Study material:
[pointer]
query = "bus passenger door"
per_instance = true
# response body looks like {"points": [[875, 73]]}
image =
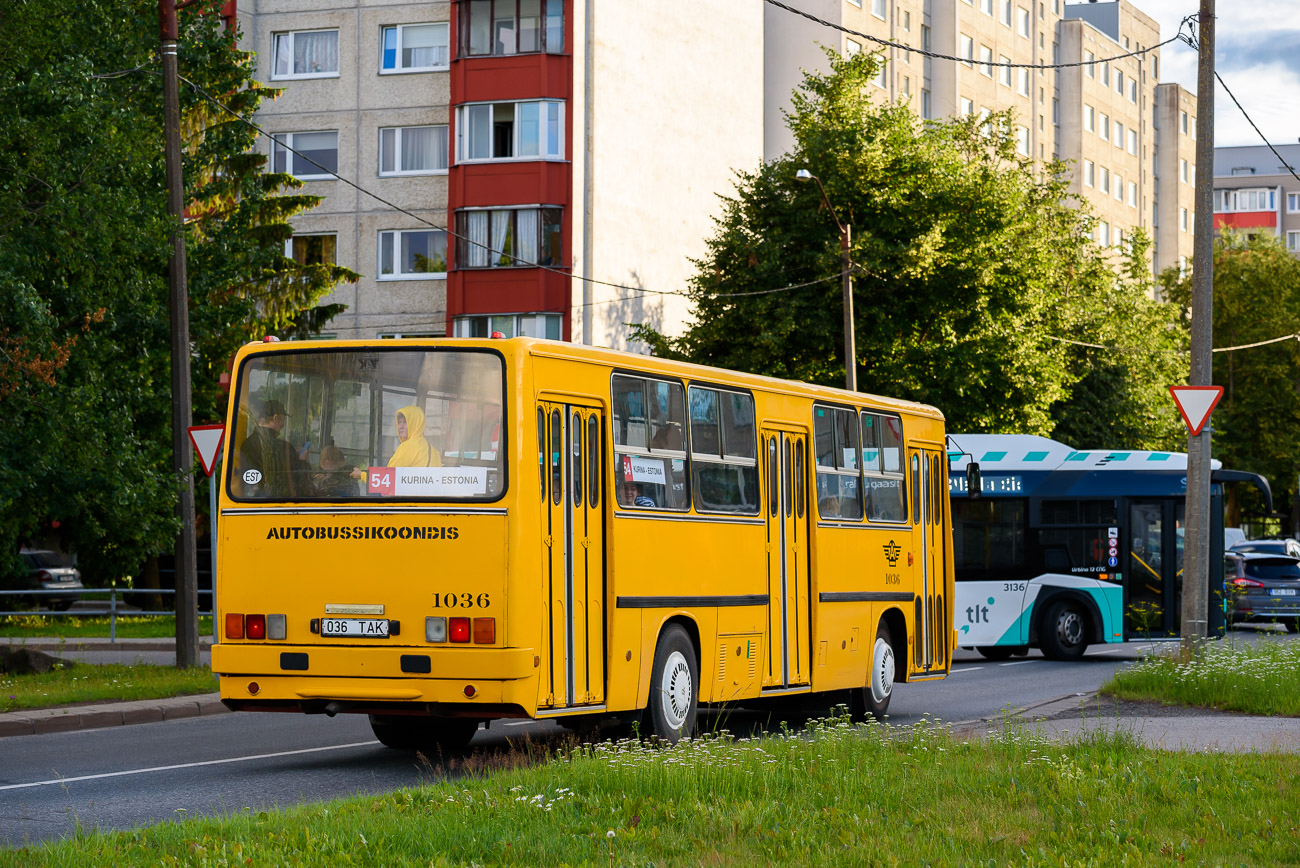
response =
{"points": [[788, 608], [571, 450]]}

Task instructions:
The material above should be returned exactly, without pictures.

Task output:
[pointer]
query = "bus passenger door"
per_instance = true
# response body looks like {"points": [[875, 73]]}
image =
response =
{"points": [[788, 608], [571, 450]]}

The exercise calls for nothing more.